**Text passage**
Tuesday saw testimony by Colpeltzer’s supervisor, Lt. Sayne Reiter, who testified that he responded to the radio call indicating there was trouble in the property room. Upon his arrival, he said, it was “obvious Quinones was struggling with the officers.”
Reiter testified that Quinones stopped struggling when he entered the room, possibly because he recognized Reiter’s position of authority over the other officers and his ability to grant or rescind inmate privileges, or possibly, as Settgast suggested, he recognized Reiter as someone he could trust.
Reiter said Quinones didn’t appear afraid at the time, but also admitted he didn’t follow up on finding the source of Quinones’ injuries, which included a cut on the head.
A former Benner inmate, Charles DiGiglio, also testified, saying he was sweeping the hallway when the incident occurred.
According to DiGiglio’s testimony, Quinones had attempted to slip some tobacco into his jumpsuit but was caught. When Colpeltzer attempted to pull Quinones’ pant leg up, he lost his balance and hit his face on a table.
The other officers “dumped” Quinones, DiGiglio said, causing him to hit his shoulder off a table and his head off the floor.

**What to do**
1. Reproduce word for word everything in the trial testimony passage from "Reiter said Quinones" down to "off the floor.".
2. Extend the trial testimony passage beyond its final sentence.
The data that come after this passage are not needed for any of the work.

**Stored data**
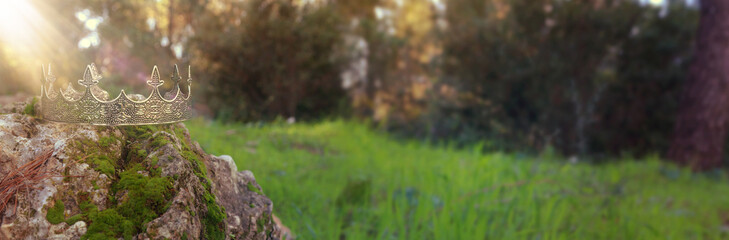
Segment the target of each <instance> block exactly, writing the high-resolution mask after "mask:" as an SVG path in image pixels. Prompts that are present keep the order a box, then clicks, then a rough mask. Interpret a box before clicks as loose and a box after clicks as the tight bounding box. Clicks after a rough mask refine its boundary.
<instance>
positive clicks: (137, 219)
mask: <svg viewBox="0 0 729 240" xmlns="http://www.w3.org/2000/svg"><path fill="white" fill-rule="evenodd" d="M141 169H143V168H142V167H140V165H135V166H133V167H131V168H130V169H128V170H126V171H124V172H122V173H121V174H120V178H119V181H118V182H117V183H116V184H114V185H113V186H112V190H113V191H114V192H118V191H121V190H127V191H128V192H127V199H126V201H125V202H123V203H122V204H121V205H119V207H118V211H119V213H120V214H122V215H123V216H125V217H127V218H128V219H129V220H131V221H132V223H134V225H135V226H138V227H139V226H143V225H144V224H146V223H147V222H149V221H151V220H152V219H155V218H157V217H158V216H159V215H161V214H162V213H164V212H165V211H166V210H167V207H168V202H169V200H170V199H171V198H172V196H173V193H174V192H173V188H172V187H173V182H172V178H169V177H148V176H144V175H142V174H139V173H137V171H139V170H141ZM137 230H139V231H142V230H143V229H137Z"/></svg>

**Answers in order**
1.
Reiter said Quinones didn’t appear afraid at the time, but also admitted he didn’t follow up on finding the source of Quinones’ injuries, which included a cut on the head.
A former Benner inmate, Charles DiGiglio, also testified, saying he was sweeping the hallway when the incident occurred.
According to DiGiglio’s testimony, Quinones had attempted to slip some tobacco into his jumpsuit but was caught. When Colpeltzer attempted to pull Quinones’ pant leg up, he lost his balance and hit his face on a table.
The other officers “dumped” Quinones, DiGiglio said, causing him to hit his shoulder off a table and his head off the floor.

2.
In closing arguments, Settgast argued that none of the guards who testified said how Quinones was injured and urged the jury to look at the evidence to find the truth. Assistant District Attorney Jessica Lathrop argued that the law and Department of Corrections policy allows force in their work, adding that DiGiglio’s testimony was not credible.
The jury returned a not-guilty verdict to both the charges of aggravated assault and simple assault.
Settgast said this is the third inmate he’s defended that has been found not guilty of the charges brought against him.
“Both myself and my client are pleased with this outcome,” he said. “I’m glad the jury was able to look at the evidence and didn’t judge (Quinones) just as an inmate.”